> [Ziel 1] Welches Motto von Merce Cunningham bezeichnet der Auszug über Janine Schneider als ihre Wurzeln?

> [Bereitgestellter Auszug]
───
Mit der Auffassung, in allen Tanztechniken geht es um die universelle Findung eines Zentrums, aller Bewegung im Äußeren liegt die Suche nach einer wechselseitigen Beziehung mit der Erde zugrunde, nehmen wir Archetypen der Haltung des
menschlichen Körpers ein wie STEHEN, GEHEN, DREHEN.
Um uns unser Körper-Material zu erschließen und infolgedessen Authentizität und Bühnenpräsenz zu erreichen, betrachten wir mehr als eine Vorstellung, die wir von ihm haben. Beispielsweise sehen wir den Körper in seiner Begrenztheit durch Fußsohlen und Scheitel - daneben aber gleichzeitig als Kanal für vertikale Energie - kein anderer Gedanke ist besser geeignet,
uns wirklich aufzurichten, weil er uns über uns selbst hinausträgt.
In dieser Arbeit für Tänzer führt Visualisierung langfristig zu Gelöstheit. Meditation läßt manchen vielleicht an Erleuchtung denken: Das erhebende Gefühl des totalen Angeschlossenseins
an die Erde (zunächst als Metapher) wird jedem Praktizierenden zuteil - alleine durch Konzentration und dem Aufspüren seiner persönlichen Konstruktionen von Alltag und ICH sowie dem Absehen von diesen. An deren Stelle tritt dann eine Kraft, die durch unseren Körper spricht.
JS - V/05




Die Tänzerin und Choreographin Janine Schneider
von Wiebke Hüster

Janine Schneiders Arbeit ist einzigartig in der Tanzwelt, gespeist aus den Bereichen, in denen sie ihre Ausbildung durchlaufen hat. Da wären zu nennen als erstes der klassische Tanz, Modern (Merce Cunningham-Technik), später die Hinwendung zu den asiatischen, spirituellen Disziplinen der Bewegungskunst wie Butoh, Tai Chi, QiGong, Zen und Körperbewußtseinsarbeit nach
Gindler-Goralewski. Sie gehört zu jenen Choreographen, die sich die Erweiterung ihrer Mittel über das aktive Tanzen hinaus autodidaktisch angeeignet haben. Sie experimentiert unermüdlich und kompromißlos, dabei aber treu ihren Wurzeln, dem Cunningham-Motto There are no fixed points in space (Es gibt keine Fixpunkte im Raum). Auch in ihrem Umgang mit der Musik folgt sie der Entdeckung von Cunningham und John Cage, nach denen es kein absichtsvolles Zusammengehen von Tanz und Musik geben soll, kein nach dem Takt-Gestalten, sondern die wechselseitige Unabhängigkeit der Bühnenkünste. In der nächsten Etappe ihres künstlerischen Arbeitsprozesses verlor die festgelegte Bewegungskomposition für Janine Schneider an Bedeutung.
───
> [Zu verwendende Einträge]
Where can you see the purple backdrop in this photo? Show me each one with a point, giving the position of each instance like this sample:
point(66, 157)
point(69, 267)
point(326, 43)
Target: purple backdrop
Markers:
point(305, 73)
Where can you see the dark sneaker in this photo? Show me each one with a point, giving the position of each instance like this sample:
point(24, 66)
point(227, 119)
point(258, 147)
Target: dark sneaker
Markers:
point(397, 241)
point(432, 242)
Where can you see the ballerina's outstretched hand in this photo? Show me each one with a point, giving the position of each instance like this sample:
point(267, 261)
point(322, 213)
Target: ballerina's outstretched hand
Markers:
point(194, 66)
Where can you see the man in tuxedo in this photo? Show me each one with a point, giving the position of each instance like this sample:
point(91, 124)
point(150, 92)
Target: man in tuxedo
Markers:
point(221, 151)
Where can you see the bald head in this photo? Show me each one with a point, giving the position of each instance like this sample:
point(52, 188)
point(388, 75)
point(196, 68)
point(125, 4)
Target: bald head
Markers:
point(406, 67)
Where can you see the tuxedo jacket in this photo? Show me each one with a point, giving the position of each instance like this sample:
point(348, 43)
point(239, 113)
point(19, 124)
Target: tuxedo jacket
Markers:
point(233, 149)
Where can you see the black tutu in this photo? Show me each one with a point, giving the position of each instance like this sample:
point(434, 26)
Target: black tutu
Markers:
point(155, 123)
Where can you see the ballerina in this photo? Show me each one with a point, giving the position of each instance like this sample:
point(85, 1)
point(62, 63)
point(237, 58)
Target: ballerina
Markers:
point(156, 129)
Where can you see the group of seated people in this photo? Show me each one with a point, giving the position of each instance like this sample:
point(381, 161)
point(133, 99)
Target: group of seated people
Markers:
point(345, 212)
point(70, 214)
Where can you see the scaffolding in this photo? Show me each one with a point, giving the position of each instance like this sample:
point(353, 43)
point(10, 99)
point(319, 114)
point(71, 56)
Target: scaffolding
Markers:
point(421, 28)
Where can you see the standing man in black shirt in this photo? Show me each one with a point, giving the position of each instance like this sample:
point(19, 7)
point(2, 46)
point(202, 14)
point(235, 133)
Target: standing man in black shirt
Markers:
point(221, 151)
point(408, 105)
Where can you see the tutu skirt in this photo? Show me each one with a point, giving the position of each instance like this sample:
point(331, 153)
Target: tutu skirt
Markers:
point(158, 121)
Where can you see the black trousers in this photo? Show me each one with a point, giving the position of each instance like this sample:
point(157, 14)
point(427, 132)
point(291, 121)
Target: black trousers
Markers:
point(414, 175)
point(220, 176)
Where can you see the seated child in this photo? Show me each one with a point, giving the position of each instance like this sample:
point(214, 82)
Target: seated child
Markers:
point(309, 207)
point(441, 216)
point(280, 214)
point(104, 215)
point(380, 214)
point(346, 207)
───
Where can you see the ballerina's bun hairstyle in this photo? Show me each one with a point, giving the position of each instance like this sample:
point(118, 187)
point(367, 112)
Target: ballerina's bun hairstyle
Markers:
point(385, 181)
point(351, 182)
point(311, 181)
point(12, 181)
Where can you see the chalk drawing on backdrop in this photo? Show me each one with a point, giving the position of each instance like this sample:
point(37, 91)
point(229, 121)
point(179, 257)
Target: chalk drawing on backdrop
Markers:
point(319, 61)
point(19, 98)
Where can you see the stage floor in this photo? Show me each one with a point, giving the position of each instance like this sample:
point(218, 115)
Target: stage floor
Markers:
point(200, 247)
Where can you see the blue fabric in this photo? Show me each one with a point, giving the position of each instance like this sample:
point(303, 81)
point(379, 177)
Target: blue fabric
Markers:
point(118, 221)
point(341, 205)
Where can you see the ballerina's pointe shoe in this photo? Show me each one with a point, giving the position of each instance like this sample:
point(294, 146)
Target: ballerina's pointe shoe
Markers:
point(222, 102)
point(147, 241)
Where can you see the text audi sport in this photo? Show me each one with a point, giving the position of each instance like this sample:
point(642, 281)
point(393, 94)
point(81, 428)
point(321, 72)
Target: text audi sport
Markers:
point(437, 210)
───
> [Ziel 2] Gib aus den Einträgen die Zeilen unverändert wieder, beginnend mit der Zeile, die „Where can you see the black trousers“ enthält, und endend mit der Zeile, die „point(346, 207)“ enthält, beide eingeschlossen.

> [Vollständige Antwort 1] There are no fixed points in space (Es gibt keine Fixpunkte im Raum).

> [Vollständige Antwort 2]
Where can you see the black trousers in this photo? Show me each one with a point, giving the position of each instance like this sample:
point(157, 14)
point(427, 132)
point(291, 121)
Target: black trousers
Markers:
point(414, 175)
point(220, 176)
Where can you see the seated child in this photo? Show me each one with a point, giving the position of each instance like this sample:
point(214, 82)
Target: seated child
Markers:
point(309, 207)
point(441, 216)
point(280, 214)
point(104, 215)
point(380, 214)
point(346, 207)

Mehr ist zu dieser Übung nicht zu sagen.